*Directions*: Your task is to find every line of the listing that includes "airman" and copy it.

*Input*:

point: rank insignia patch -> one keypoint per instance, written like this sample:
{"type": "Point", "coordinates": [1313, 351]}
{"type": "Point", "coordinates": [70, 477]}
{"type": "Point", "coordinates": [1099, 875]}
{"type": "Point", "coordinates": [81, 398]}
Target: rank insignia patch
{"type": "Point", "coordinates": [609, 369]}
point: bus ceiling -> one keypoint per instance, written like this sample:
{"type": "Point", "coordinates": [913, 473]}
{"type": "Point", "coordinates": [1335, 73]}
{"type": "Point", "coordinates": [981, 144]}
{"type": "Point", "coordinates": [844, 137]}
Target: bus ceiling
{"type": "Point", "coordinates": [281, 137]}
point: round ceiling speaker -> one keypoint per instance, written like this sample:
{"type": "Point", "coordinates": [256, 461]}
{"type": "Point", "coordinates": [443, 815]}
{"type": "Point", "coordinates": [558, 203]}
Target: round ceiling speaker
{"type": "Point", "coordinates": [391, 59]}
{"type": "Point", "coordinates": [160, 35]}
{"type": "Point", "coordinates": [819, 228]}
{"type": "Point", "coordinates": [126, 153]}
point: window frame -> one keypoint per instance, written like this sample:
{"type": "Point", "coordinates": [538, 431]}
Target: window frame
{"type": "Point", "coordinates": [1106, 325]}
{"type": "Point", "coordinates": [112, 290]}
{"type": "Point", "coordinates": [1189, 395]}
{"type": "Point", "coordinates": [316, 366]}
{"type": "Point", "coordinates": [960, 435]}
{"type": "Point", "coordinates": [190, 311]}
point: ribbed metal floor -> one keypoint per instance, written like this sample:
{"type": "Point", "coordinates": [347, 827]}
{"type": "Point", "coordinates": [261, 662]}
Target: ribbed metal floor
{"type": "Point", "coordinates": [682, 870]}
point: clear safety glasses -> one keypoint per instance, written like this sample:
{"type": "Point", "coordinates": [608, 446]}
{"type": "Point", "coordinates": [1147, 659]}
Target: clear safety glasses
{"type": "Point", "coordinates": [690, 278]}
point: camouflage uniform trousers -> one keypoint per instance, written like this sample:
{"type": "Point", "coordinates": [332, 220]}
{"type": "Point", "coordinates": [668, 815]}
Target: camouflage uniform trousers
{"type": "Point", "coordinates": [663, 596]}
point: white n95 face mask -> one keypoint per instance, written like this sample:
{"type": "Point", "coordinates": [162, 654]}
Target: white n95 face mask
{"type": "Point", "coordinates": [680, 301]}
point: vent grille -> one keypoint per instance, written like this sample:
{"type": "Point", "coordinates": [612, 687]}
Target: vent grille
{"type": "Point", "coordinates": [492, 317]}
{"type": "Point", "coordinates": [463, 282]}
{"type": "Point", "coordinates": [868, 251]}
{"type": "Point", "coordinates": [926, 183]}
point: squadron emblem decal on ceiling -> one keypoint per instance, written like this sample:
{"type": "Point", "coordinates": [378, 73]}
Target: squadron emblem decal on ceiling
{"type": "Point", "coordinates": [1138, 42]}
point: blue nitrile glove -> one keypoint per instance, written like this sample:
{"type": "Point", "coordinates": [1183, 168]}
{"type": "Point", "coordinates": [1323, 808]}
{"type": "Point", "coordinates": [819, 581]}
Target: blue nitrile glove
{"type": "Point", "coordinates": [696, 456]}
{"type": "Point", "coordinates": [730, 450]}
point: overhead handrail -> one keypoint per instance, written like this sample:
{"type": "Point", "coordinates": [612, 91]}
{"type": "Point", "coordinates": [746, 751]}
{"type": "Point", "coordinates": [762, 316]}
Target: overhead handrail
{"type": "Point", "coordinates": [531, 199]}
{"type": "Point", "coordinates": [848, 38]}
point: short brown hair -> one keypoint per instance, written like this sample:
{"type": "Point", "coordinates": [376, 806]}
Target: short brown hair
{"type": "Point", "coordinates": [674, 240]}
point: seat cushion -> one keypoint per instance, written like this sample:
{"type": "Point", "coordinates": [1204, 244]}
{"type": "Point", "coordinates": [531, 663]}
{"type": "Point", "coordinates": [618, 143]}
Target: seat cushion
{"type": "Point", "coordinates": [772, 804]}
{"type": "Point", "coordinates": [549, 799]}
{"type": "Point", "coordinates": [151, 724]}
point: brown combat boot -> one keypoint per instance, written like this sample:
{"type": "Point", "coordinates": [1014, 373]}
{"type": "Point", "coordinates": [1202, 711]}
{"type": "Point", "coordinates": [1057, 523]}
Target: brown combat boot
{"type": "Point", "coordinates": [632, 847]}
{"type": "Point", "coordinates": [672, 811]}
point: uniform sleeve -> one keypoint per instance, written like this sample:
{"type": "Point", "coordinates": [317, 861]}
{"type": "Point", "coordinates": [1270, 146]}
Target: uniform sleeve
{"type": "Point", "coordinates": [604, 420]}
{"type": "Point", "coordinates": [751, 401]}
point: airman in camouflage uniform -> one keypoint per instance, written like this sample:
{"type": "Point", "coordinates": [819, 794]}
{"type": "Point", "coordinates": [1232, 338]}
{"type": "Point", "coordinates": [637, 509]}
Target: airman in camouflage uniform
---
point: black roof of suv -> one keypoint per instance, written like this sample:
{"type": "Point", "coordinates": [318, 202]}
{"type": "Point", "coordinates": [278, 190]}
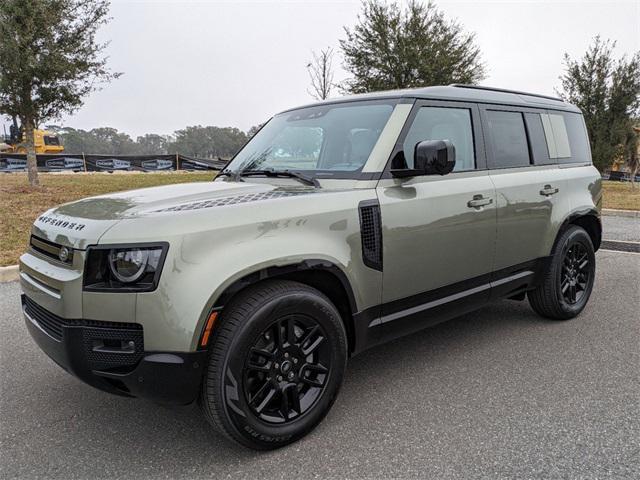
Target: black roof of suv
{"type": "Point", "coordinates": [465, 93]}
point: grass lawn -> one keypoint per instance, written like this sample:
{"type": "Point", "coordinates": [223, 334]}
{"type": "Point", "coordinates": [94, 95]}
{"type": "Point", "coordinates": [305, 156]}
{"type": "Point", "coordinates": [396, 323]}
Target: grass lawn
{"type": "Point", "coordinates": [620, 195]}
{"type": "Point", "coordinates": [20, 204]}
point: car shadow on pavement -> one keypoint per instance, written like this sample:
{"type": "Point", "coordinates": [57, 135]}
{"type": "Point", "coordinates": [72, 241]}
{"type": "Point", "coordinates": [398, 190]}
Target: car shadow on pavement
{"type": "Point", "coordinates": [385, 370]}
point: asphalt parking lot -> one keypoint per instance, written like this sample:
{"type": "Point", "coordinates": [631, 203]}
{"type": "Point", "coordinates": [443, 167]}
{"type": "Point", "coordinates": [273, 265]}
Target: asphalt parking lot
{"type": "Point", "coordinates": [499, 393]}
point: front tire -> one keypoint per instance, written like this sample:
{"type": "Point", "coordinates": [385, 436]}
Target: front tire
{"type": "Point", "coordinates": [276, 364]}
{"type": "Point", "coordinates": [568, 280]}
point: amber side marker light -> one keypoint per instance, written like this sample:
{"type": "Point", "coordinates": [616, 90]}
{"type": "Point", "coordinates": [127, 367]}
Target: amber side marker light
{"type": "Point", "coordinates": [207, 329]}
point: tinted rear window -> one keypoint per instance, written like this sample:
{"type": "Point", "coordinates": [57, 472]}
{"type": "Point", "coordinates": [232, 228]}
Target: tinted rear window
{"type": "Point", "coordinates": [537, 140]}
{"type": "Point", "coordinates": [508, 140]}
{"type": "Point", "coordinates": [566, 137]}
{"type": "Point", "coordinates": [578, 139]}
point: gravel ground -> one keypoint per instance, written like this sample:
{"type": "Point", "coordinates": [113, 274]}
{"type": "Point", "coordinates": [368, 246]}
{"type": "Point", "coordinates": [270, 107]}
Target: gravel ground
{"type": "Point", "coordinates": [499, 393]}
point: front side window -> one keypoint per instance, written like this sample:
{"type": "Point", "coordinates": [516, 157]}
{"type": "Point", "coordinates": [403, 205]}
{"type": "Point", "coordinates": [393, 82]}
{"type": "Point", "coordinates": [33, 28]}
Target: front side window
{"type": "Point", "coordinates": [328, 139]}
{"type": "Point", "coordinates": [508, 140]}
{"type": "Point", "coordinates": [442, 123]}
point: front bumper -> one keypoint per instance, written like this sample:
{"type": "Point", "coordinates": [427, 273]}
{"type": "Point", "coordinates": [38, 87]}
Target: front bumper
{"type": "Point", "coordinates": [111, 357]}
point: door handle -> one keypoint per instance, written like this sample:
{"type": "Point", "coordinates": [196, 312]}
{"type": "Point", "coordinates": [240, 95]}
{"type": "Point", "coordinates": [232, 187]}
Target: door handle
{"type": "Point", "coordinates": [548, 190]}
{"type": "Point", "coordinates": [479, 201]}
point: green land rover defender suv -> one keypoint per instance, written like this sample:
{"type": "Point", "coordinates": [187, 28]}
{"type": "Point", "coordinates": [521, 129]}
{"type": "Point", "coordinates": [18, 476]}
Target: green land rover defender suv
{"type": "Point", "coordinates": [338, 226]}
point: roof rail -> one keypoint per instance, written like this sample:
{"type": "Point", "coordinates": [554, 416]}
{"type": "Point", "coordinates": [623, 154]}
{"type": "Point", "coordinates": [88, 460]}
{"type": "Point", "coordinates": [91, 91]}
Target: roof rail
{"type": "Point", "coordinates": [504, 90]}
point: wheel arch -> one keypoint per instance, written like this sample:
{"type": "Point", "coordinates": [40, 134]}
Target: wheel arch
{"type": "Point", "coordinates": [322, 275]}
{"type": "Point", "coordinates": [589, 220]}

*Answer below*:
point: airman in camouflage uniform -> one keypoint per instance, written like this sample:
Target: airman in camouflage uniform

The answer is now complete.